Give back every entry, exactly as written.

Source material Block Start

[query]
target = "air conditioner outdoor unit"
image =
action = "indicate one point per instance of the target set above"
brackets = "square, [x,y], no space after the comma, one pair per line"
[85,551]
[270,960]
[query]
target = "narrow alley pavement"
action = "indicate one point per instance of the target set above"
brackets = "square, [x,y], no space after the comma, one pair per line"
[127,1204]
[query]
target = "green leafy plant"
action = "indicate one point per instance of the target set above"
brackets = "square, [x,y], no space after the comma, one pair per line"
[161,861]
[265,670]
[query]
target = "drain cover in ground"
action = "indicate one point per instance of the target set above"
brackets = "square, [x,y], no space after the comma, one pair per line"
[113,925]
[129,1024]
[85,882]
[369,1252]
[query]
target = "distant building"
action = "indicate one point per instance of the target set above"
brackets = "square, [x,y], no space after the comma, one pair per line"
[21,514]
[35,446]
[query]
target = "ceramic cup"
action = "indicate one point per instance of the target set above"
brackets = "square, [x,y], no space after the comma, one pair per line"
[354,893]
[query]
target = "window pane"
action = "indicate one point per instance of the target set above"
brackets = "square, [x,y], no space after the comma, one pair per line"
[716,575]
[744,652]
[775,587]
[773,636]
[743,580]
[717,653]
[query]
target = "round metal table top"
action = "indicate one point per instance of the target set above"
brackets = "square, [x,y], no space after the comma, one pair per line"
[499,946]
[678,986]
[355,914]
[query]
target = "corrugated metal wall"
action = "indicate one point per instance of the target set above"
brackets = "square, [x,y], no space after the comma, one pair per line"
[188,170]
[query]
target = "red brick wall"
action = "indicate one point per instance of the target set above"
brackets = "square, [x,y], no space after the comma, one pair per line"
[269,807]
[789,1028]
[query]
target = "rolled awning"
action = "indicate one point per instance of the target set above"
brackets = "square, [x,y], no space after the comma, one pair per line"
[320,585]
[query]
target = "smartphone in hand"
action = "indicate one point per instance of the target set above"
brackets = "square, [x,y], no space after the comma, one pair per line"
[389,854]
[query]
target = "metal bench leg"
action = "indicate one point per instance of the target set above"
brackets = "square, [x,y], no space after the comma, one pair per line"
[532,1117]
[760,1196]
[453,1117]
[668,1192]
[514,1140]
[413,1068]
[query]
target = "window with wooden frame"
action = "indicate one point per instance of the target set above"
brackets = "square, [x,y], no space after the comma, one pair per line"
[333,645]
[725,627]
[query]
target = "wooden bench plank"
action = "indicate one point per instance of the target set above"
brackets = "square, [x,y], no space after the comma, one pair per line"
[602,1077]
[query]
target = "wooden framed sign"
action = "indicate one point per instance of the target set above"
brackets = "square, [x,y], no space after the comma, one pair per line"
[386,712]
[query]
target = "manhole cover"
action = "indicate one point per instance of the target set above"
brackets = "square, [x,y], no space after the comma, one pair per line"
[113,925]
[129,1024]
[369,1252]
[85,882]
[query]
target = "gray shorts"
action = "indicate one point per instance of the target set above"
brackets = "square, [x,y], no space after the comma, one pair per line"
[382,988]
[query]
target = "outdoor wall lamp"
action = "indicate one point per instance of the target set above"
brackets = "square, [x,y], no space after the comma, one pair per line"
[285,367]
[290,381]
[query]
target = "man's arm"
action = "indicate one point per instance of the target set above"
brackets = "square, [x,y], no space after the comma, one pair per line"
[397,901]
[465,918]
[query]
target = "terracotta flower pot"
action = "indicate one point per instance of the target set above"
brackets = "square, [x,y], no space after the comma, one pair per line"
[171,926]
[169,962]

Source material Block End

Task answer:
[query]
target = "air conditioner outdoor unit"
image =
action = "indicate one point per instance of the target set above"
brackets = "square, [x,y], no space after the comma, one pair per line"
[85,551]
[270,960]
[query]
target = "narrow alley pavement"
action = "indicate one point per instance of the target set above"
brackets = "square, [x,y], no space after the comma, one pair per line"
[127,1204]
[query]
target = "green leafy plant"
action = "indicate one point per instance of the target set above"
brackets = "square, [x,y], no space after the comma, one pair per line"
[161,861]
[265,670]
[query]
target = "drain cover in ground"
action = "indicate one point per instance of the target set above"
brackets = "square, [x,y], no space after the comma, one pair per line"
[113,925]
[129,1024]
[85,882]
[369,1252]
[query]
target = "distant building"
action = "indicate one point per instance of the target set above"
brackets = "square, [x,y], no space after the comma, one pair per line"
[21,514]
[35,446]
[query]
target = "ceramic cup"
action = "indicate one point per instance of the target set above"
brackets = "square, [x,y], no space after the comma, one pair per line"
[354,893]
[query]
target = "window pane"
action = "indicate one point per instance of the target set above"
brackets = "square, [x,y], no space after the comma, one pair per line"
[716,575]
[744,652]
[775,587]
[773,636]
[743,580]
[717,653]
[query]
target = "round metal table top"
action = "indicate one point per instance of the target set above"
brackets = "square, [x,y], no space after the comma, one pair per line"
[499,946]
[678,986]
[355,914]
[query]
target = "corrugated metal wall"
action = "indicate one point per instance of the target set above"
brackets = "square, [x,y], no space after the comma, one pair per line"
[188,170]
[query]
target = "red brick wall"
action = "indicate one point per instance of the target set above"
brackets = "square, [x,y], no space after the comma, one pair per line"
[269,807]
[789,1028]
[query]
target = "rolled awning"
action = "indicate one point per instance of the target set above"
brackets = "square, [x,y], no space after the comma, one pair per line"
[320,585]
[query]
target = "smartphone in hand"
action = "indicate one point per instance of the target set above"
brackets = "square, [x,y], no space after the comma, one pair per line"
[389,854]
[query]
target = "metal bench leg"
action = "indicate one point per instance of the target set above"
brackets = "square, [x,y], no space after the comma, one pair per line"
[532,1117]
[760,1196]
[453,1117]
[668,1192]
[514,1140]
[413,1068]
[query]
target = "window with wooden frame"
action = "indicate one point per instance of the target set above"
brackets = "square, [x,y], no space after the comma, one pair per line"
[333,645]
[725,627]
[query]
target = "wooden bench plank"
action = "indicate one point per instance of the target set above"
brackets = "square, [x,y], no space after the comma, one pair per line"
[602,1077]
[query]
target = "wooden framed sign"
action = "indicate one point per instance of the target set above"
brackets = "square, [x,y], no space after the comma, one pair per line"
[386,712]
[query]
target = "manhole cover"
action = "indicate one point per instance of the target set above"
brackets = "square, [x,y], no space after the comma, one pair per line"
[113,925]
[129,1024]
[369,1252]
[85,882]
[query]
target = "gray shorts"
action = "indicate one point per instance of the target set above"
brackets = "square, [x,y], no space after the comma, one pair per line"
[382,988]
[query]
target = "outdoor wall lamp"
action = "indicate one point per instance of the target set above"
brackets = "square, [x,y], no space after the comma, one pair per line"
[285,367]
[290,381]
[query]
target = "man's arm"
action = "indicate one point per instance of the target set above"
brackets = "square, [x,y], no space after the comma, one pair per line"
[397,901]
[465,918]
[query]
target = "terracotta flower pot"
action = "indicate one point per instance of the target set above"
brackets = "square, [x,y], no space after the comma, one pair per line"
[171,926]
[169,962]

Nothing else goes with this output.